**WHAT YOU NEED TO DO**
Count the lines in the entries below that contain the string "minaret". Reply with the number alone.

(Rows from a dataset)
»»
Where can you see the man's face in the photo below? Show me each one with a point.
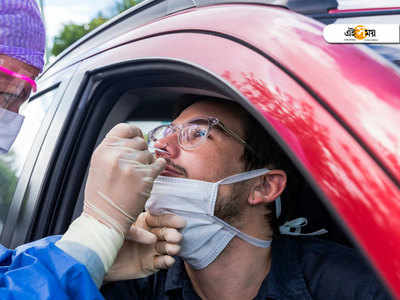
(14, 91)
(218, 157)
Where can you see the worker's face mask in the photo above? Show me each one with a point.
(10, 125)
(205, 236)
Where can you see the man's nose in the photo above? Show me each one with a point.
(169, 146)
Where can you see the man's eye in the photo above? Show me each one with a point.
(198, 132)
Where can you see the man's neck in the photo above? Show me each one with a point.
(236, 274)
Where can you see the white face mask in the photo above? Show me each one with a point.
(10, 125)
(205, 236)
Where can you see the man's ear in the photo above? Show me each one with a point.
(268, 187)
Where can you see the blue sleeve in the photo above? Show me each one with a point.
(40, 270)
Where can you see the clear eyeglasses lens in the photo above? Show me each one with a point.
(192, 135)
(189, 136)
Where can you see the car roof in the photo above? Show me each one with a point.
(150, 10)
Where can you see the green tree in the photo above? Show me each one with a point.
(73, 32)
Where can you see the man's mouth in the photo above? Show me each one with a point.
(172, 171)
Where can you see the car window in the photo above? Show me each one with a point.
(11, 163)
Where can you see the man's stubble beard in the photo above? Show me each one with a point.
(230, 208)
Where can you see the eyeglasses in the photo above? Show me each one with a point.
(192, 134)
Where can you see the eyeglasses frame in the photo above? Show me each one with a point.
(212, 122)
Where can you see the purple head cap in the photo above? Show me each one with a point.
(22, 33)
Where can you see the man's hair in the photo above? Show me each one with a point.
(268, 154)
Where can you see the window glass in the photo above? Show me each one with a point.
(11, 163)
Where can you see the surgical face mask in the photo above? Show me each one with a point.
(205, 236)
(10, 125)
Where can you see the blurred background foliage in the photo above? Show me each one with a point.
(73, 32)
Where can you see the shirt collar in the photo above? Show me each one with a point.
(176, 276)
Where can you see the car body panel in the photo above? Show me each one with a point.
(369, 85)
(356, 187)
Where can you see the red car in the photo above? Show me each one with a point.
(334, 109)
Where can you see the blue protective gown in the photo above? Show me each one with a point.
(40, 270)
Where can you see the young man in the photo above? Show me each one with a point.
(226, 251)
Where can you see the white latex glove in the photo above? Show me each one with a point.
(120, 178)
(145, 253)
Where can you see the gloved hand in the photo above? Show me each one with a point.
(120, 178)
(144, 253)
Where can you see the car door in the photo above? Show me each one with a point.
(27, 159)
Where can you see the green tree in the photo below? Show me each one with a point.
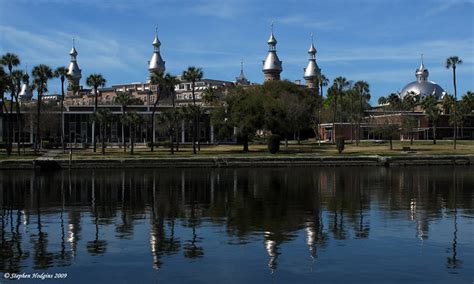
(61, 73)
(103, 117)
(133, 120)
(157, 80)
(17, 77)
(95, 81)
(388, 131)
(362, 92)
(382, 100)
(124, 99)
(193, 74)
(41, 74)
(452, 62)
(394, 101)
(432, 111)
(10, 60)
(170, 85)
(409, 126)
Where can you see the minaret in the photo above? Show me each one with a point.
(421, 73)
(74, 73)
(312, 70)
(242, 80)
(272, 66)
(156, 63)
(25, 93)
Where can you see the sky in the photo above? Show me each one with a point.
(379, 41)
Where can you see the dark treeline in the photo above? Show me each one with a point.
(330, 204)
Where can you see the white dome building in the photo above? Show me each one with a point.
(422, 86)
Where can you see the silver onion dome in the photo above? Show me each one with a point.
(156, 63)
(73, 70)
(422, 86)
(272, 63)
(312, 70)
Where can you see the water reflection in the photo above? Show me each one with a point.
(47, 219)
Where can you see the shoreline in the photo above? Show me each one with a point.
(237, 162)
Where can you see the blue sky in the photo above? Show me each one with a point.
(379, 41)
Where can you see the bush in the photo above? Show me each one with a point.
(273, 143)
(340, 144)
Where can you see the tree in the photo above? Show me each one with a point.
(124, 99)
(95, 81)
(394, 101)
(430, 106)
(41, 74)
(388, 131)
(170, 84)
(241, 110)
(133, 120)
(61, 73)
(409, 126)
(382, 100)
(452, 62)
(103, 117)
(193, 74)
(156, 79)
(10, 60)
(17, 77)
(362, 91)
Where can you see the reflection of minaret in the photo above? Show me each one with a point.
(272, 66)
(272, 249)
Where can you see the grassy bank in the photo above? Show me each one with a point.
(257, 150)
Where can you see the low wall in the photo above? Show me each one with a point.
(210, 162)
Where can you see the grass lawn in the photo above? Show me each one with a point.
(442, 147)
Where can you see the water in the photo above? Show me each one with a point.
(285, 225)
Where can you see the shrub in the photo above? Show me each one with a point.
(273, 143)
(340, 144)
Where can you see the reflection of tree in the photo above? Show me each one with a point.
(452, 261)
(97, 246)
(42, 258)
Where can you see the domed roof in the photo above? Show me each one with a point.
(423, 89)
(422, 86)
(272, 62)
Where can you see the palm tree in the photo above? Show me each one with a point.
(17, 77)
(103, 117)
(193, 74)
(10, 60)
(452, 62)
(339, 86)
(430, 105)
(394, 101)
(41, 74)
(95, 81)
(133, 119)
(363, 92)
(170, 84)
(382, 100)
(61, 73)
(156, 79)
(124, 99)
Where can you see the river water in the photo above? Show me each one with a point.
(252, 225)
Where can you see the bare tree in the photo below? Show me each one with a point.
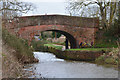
(104, 9)
(13, 8)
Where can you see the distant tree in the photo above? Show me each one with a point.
(106, 10)
(13, 8)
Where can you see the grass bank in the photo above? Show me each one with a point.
(90, 49)
(24, 53)
(112, 58)
(15, 53)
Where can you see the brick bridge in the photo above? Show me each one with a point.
(76, 29)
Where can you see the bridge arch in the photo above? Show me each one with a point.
(30, 31)
(81, 29)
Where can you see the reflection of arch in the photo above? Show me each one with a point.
(71, 39)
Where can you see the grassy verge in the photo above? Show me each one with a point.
(90, 49)
(111, 58)
(24, 53)
(53, 46)
(106, 45)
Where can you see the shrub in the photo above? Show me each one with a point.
(110, 60)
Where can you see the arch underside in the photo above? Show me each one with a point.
(70, 38)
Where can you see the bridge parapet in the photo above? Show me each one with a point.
(56, 20)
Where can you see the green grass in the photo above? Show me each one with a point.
(53, 46)
(89, 49)
(108, 45)
(18, 44)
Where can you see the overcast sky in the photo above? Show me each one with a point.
(48, 7)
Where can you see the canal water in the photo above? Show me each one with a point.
(51, 67)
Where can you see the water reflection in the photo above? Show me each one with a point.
(52, 67)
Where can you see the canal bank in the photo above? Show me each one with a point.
(51, 67)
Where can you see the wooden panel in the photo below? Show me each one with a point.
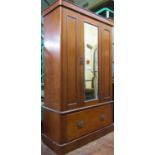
(52, 46)
(84, 122)
(72, 71)
(71, 59)
(106, 64)
(52, 126)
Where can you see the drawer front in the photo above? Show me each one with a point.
(83, 122)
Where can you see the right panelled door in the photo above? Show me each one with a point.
(106, 63)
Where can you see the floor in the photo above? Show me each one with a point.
(102, 146)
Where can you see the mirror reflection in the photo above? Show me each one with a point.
(91, 61)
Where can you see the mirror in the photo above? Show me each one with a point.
(91, 61)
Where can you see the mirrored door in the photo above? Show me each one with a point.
(91, 61)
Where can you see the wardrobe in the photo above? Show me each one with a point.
(78, 77)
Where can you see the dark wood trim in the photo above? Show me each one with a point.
(77, 9)
(61, 149)
(77, 109)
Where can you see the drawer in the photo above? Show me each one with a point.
(86, 121)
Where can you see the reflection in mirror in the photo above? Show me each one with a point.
(91, 61)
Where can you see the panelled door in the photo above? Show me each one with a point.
(86, 56)
(106, 63)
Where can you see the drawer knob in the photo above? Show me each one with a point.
(102, 117)
(80, 124)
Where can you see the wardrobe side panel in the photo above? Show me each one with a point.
(71, 50)
(52, 46)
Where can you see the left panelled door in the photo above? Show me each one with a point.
(73, 61)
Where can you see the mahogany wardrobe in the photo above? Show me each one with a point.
(78, 77)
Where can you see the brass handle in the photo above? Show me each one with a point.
(102, 117)
(80, 124)
(81, 61)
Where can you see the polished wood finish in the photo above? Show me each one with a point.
(67, 147)
(52, 46)
(84, 122)
(70, 121)
(62, 3)
(106, 63)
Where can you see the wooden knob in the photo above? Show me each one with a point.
(80, 124)
(102, 117)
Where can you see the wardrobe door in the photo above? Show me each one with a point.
(72, 60)
(106, 63)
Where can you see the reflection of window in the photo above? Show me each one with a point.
(91, 61)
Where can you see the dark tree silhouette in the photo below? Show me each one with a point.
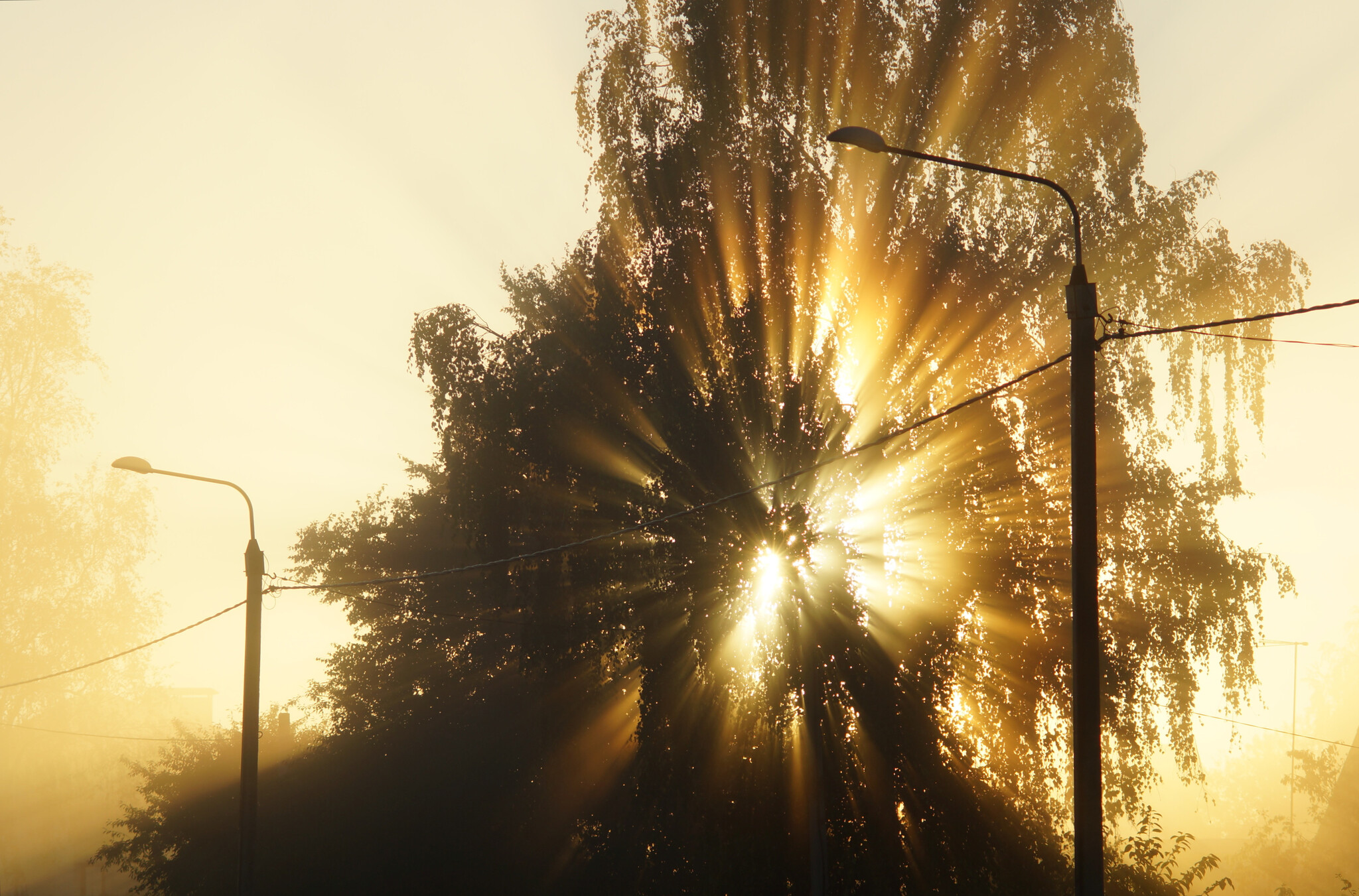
««
**TASK RESULT**
2